→ **Goal of the exercise**:
In the XPipe terminal guide below, what must the terminal environment selected on Windows for running multiplexer commands be?

→ **Page excerpt**:
-*-*-
Using your favourite terminal with XPipe

Introduction

XPipes comes with integrations for almost every terminal out there, so you can keep using it in combination with XPipe. However, the amount of features for each individual integration depends on how much is possible to control from an outside application like XPipe with each terminal.

Some terminals allow very flexible control so that XPipe can implement all the functionality it needs. Other terminals lack various features. In many cases, this is either tab support or the ability to open new tabs from the outside. A few terminals require some configuration to work optimally with XPipe.

This page intends to cover all the things to watch out for when using various terminals. Note that this page does not list all supported terminals, it only covers important ones that might need additional context.

Multiplexers

XPipe comes with integrated support for terminal multiplexers such as tmux or zellij. You can enable this in the settings menu. Using terminal multiplexers allows you to make proper use of terminals that don't support opening new tabs from XPipe. Or if your favorite terminal here is listed as not recommended as it does not support tabs, using a multiplexer will fix this issue.

On Windows, these terminal multiplexers are not supported by default. To work around this limitation, you can select a terminal environment in the settings menu that is used to run the commands instead. This terminal environment must be a WSL distribution installed on your local machine.

Prompts

Terminal prompt tools allow you to fully customize the prompts in your shell with additional information. These prompts require installation on the remote system you access. When you enable a terminal prompt in the settings menu, XPipe will automatically install it on the system you connect to, granted that you marked the connection category to allow these kinds of modifications to a system.

XPipe will also automatically set up the specified configuration on the remote system so that all your prompts are configured uniformly.

As described later on for some terminals, having a custom prompt interfere with other prompt-based terminal integrations, e.g. for the Warp terminal.

Noteworthy integrations

Here you can find a summary of the suitability of various popular terminal emulators to be used with XPipe. Terminals where there isn't a lot to mention aren't listened here.

Windows Terminal

On Windows, Windows Terminal is the recommended terminal of choice for XPipe. It supports all features and provides the best native integration on Windows. The early access variants called Preview and Canary are also supported by XPipe if you are using them.

XPipe creates a new separate profile for connections started from XPipe. This allows you to customize, for example, the appearance or other terminal settings for XPipe connections specifically. You can find the profile in the settings menu:

Warp

If you are looking for an AI-assisted workflow, then Warp might be your terminal of choice. It supports most features required by XPipe and works on all operating systems. Limitations are missing tab color support, no prompt support, and tabs not automatically closing.
-*-*-
→ **Data**:
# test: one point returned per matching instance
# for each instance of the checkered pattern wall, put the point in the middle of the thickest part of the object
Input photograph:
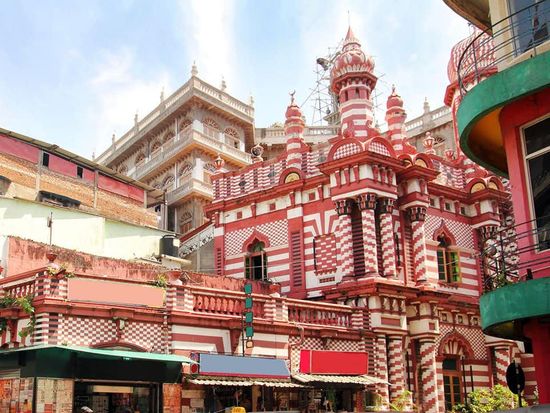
-*-*-
→ **Answer for the task**:
It must be a WSL distribution installed on your local machine.